## Task requirements
Copy out every line below, switching each "marker" to "dot" and changing nothing else.
--- BEGIN Provided entries ---
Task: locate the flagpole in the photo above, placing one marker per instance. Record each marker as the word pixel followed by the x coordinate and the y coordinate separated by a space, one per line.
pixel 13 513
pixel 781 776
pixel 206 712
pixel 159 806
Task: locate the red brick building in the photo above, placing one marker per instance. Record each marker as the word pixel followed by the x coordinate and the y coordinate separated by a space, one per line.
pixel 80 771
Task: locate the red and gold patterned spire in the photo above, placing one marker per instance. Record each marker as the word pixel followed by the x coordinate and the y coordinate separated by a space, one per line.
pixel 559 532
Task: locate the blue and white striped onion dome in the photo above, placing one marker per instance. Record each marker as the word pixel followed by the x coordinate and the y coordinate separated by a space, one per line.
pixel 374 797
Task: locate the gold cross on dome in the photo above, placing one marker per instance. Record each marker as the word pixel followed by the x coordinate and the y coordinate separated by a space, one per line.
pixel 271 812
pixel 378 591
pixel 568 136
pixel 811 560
--- END Provided entries ---
## Task response
Task: locate the flagpole in the photo above, placing one dot per instance. Record each dot as the word pixel followed by the x coordinate and the y coordinate separated by a space, one per line.
pixel 13 513
pixel 781 776
pixel 206 712
pixel 159 806
Task: locate the red brick building in the photo above, placing one dot per instance. Record each dot as the word pixel followed by the x coordinate and the y coordinate separated by a space, one per line.
pixel 80 771
Task: locate the red and gold patterned spire in the photo above, placing one dot per instance. Record each dot as the word pixel followed by the x coordinate and the y coordinate separated by a space, one per line.
pixel 559 532
Task: locate the blue and white striped onion dome in the photo above, placing one dot per instance. Record each dot as the word pixel followed by the x coordinate and the y coordinate separated by a space, one per line.
pixel 374 797
Task: locate the gold cross on dome in the photo above, placing one dot per instance. Record each dot as the word pixel followed by the x coordinate and the y coordinate separated by a space, one per line.
pixel 271 812
pixel 378 591
pixel 568 136
pixel 811 560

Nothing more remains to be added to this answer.